Supplied text:
- - - - -

Report: Anthony may stand firm on no-trade clause | Making sense of Oakley skirmish at MSG | Durant knows OKC departure 'still hurts' fans | Bucks hope for best with Parker | Korver wants to re-sign with Cavs
No. 1: Report: Anthony may stand firm on no-trade clause -- The trade deadline is a mere two weeks from today and Carmelo Anthony has heard his names feature prominently in a variety of talks. Will he end up on the Cleveland Cavaliers in a swap for Kevin Love? Will he land on the LA Clippers in a swap for some spare parts? The beauty of all this talk for Anthony is he still holds the trump card in the situation -- his no-trade clause. Marc Berman of the New York Post writes that Anthony may very well use that option no matter what deal comes along:
Carmelo Anthony has told confidants he may decide to wait out the old Zen Master, according to a source.
As the feud between star player and star president escalated Tuesday, Anthony was telling friends he may stand firm on his no-trade clause at the Feb. 23 trade deadline and see what 71-year-old Phil Jackson decides to do with his career.
“He still feels it’s his team and still loves it here,’’ the source said of Anthony.
In Jackson’s Tuesday tweet, he endorsed an anti-Anthony column suggesting he’s not “a winning superstar’’ and compared him to NBA bust Michael Graham. Jackson tweeted in part: “I learned you don’t change the spot on a leopard with Michael Graham in my CBA daze.”
Jackson has an opt-out clause in his contract at the three-year mark. There’s conflicting reports whether that means his March 19 anniversary or this season’s end. It is also unknown if Jackson would get some form of buyout package if he exercises the clause.
After another Knicks loss, Anthony, obviously still perturbed, issued a few good one-liners, taking issue with the leopard comparison.

- - - - -

Information shown:
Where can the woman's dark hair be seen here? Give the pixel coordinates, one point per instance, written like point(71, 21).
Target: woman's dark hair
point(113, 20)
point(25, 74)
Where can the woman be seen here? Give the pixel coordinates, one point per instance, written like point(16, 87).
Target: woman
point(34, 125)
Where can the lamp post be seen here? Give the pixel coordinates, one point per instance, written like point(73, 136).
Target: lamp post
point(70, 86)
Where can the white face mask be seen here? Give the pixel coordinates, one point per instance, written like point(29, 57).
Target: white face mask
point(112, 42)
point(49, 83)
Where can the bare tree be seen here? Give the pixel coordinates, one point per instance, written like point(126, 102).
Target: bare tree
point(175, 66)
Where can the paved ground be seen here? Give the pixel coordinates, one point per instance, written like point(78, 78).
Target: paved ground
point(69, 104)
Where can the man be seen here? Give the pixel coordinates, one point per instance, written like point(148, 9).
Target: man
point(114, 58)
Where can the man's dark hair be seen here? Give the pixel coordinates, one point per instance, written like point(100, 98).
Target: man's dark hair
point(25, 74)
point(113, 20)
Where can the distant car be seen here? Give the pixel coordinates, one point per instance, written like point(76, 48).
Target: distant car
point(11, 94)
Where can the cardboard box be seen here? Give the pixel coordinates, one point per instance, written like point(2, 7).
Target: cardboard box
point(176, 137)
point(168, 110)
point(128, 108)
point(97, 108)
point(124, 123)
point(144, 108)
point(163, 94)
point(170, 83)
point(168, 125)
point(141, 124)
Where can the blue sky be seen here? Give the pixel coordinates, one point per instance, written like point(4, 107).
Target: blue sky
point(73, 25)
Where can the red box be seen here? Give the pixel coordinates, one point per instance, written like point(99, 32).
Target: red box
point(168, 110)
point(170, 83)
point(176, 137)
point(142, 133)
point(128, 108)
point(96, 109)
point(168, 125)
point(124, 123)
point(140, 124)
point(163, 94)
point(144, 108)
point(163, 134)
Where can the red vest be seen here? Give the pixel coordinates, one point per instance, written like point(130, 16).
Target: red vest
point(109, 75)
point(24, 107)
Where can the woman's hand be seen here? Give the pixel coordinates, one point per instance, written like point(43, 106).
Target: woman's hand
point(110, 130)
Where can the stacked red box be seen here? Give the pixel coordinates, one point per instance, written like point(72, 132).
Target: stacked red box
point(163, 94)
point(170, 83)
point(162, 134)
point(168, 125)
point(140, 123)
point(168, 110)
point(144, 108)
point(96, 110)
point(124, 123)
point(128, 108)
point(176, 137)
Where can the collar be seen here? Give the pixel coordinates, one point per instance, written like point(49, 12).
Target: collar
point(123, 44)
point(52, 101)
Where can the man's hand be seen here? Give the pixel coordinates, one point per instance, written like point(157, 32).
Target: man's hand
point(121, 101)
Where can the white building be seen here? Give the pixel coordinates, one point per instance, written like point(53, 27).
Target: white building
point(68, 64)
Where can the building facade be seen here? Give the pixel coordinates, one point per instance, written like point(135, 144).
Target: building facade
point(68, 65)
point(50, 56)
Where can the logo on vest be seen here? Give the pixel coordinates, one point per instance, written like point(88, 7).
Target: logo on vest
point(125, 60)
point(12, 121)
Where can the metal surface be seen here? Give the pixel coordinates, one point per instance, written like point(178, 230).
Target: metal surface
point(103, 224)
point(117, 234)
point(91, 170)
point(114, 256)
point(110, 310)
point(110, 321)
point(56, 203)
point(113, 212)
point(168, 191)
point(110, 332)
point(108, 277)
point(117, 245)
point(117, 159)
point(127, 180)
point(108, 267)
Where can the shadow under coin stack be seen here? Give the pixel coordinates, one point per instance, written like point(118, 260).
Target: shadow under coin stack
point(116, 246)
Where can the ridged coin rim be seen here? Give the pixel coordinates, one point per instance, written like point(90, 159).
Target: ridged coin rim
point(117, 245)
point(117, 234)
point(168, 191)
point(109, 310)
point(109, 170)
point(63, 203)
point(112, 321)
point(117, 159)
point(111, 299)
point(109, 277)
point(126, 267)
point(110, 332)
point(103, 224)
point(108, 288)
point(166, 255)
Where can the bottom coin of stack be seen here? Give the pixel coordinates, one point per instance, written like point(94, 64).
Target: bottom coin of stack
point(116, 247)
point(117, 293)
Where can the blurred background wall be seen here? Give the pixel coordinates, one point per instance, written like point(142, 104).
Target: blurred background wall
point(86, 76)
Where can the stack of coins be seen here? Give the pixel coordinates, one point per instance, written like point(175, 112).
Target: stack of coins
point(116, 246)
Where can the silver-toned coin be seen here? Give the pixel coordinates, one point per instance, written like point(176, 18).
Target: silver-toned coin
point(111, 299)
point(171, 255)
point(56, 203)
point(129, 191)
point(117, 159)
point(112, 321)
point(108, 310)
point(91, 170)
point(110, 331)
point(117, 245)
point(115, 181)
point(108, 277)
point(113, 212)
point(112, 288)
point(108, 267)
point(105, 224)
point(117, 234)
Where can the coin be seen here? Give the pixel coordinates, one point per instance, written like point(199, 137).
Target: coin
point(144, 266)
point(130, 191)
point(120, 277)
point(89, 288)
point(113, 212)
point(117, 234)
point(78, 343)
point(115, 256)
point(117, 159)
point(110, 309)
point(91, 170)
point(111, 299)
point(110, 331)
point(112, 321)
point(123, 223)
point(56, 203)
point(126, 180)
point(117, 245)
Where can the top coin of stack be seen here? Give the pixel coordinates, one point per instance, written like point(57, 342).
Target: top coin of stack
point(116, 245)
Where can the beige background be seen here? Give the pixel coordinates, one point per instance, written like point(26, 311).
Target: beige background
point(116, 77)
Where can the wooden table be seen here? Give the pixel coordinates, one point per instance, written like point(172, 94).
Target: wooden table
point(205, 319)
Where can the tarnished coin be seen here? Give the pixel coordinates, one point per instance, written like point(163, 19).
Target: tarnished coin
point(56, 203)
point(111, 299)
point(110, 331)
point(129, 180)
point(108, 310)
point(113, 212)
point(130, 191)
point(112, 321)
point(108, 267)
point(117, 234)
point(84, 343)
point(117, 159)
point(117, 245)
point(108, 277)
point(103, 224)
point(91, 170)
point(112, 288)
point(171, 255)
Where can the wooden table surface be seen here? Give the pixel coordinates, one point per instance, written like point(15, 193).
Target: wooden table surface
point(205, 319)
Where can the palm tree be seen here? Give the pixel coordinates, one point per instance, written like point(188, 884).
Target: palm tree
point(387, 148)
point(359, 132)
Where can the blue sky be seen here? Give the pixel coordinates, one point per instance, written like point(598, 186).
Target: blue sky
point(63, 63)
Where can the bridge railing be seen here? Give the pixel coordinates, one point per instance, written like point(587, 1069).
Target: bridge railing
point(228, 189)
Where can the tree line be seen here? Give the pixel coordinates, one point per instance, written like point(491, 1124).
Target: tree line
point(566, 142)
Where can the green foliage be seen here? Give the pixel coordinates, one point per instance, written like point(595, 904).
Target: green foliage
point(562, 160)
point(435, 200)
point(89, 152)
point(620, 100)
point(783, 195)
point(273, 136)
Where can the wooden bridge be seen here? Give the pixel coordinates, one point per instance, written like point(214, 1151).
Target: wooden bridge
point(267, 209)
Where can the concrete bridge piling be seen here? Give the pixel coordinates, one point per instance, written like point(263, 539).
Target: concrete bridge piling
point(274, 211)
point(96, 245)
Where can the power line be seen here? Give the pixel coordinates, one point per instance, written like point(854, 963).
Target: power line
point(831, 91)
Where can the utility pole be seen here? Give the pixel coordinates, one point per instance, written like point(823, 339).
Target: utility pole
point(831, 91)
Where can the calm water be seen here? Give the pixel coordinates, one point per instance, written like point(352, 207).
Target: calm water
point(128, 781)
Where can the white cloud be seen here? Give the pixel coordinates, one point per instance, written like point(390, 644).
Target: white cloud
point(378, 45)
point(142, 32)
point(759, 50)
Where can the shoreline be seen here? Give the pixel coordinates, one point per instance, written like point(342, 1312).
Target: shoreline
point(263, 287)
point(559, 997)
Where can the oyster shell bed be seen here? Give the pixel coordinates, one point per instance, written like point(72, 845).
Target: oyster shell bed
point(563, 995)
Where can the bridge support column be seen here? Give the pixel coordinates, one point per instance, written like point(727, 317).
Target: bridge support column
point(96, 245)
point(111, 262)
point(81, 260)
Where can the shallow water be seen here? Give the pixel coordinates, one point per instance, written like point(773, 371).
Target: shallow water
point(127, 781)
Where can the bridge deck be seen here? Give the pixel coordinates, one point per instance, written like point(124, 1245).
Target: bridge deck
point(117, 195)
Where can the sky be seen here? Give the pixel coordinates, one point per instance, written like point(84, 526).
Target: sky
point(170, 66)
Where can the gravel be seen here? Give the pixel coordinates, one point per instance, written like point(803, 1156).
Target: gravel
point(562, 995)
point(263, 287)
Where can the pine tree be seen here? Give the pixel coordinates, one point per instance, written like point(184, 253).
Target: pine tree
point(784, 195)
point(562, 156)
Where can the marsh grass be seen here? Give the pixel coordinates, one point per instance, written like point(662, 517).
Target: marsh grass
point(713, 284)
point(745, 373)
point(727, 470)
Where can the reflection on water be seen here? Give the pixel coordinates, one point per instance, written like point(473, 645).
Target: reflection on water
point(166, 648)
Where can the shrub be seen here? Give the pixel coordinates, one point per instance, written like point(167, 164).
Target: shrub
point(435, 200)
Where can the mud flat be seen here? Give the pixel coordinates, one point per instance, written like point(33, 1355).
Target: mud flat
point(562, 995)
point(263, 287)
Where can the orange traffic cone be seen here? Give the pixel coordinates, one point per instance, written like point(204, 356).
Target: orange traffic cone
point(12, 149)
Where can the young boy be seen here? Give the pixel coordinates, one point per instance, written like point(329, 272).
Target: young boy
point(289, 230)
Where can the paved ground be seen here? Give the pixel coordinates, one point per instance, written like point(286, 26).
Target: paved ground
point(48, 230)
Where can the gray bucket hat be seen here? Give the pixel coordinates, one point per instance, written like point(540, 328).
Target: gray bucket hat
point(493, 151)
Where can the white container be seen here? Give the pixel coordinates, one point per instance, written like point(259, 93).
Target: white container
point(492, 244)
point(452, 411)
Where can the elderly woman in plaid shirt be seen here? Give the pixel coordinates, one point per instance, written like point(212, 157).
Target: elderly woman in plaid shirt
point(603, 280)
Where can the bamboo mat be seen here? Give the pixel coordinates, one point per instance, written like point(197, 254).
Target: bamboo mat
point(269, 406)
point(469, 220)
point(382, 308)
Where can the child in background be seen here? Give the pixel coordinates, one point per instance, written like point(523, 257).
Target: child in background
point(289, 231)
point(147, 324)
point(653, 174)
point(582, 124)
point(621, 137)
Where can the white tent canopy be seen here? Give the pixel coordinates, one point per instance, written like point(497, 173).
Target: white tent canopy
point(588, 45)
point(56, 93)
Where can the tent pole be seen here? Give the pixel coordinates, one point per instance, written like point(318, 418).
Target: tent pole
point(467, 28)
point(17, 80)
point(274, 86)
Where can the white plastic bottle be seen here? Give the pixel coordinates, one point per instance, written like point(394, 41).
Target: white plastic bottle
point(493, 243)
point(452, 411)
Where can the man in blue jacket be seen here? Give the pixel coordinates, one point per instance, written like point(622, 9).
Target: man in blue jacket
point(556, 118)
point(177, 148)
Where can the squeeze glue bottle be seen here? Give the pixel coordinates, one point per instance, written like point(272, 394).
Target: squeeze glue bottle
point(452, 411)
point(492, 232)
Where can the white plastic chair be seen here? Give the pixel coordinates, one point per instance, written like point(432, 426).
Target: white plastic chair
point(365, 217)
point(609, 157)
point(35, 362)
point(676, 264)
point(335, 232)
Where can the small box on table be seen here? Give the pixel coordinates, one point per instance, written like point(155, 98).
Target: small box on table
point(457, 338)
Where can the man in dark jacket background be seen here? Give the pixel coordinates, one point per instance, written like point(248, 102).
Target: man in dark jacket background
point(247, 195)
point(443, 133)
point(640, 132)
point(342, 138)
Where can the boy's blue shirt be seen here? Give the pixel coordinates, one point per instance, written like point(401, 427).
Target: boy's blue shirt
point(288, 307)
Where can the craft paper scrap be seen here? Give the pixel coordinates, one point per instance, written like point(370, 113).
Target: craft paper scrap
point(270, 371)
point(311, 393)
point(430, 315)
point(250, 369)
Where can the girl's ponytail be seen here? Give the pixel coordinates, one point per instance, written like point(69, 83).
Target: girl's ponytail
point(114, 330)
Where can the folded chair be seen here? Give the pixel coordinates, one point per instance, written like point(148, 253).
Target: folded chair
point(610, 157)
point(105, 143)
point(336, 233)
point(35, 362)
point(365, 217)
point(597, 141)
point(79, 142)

- - - - -

Exercises to complete:
a – Copy out the part of the NBA roundup that starts with "Report: Anthony may stand firm on no-trade clause |" and goes on through "to a source.", word for word.
b – According to the NBA roundup, which player did Phil Jackson's Tuesday tweet compare Anthony to?

Solutions to the tasks:
a –
Report: Anthony may stand firm on no-trade clause | Making sense of Oakley skirmish at MSG | Durant knows OKC departure 'still hurts' fans | Bucks hope for best with Parker | Korver wants to re-sign with Cavs
No. 1: Report: Anthony may stand firm on no-trade clause -- The trade deadline is a mere two weeks from today and Carmelo Anthony has heard his names feature prominently in a variety of talks. Will he end up on the Cleveland Cavaliers in a swap for Kevin Love? Will he land on the LA Clippers in a swap for some spare parts? The beauty of all this talk for Anthony is he still holds the trump card in the situation -- his no-trade clause. Marc Berman of the New York Post writes that Anthony may very well use that option no matter what deal comes along:
Carmelo Anthony has told confidants he may decide to wait out the old Zen Master, according to a source.

b – Michael Graham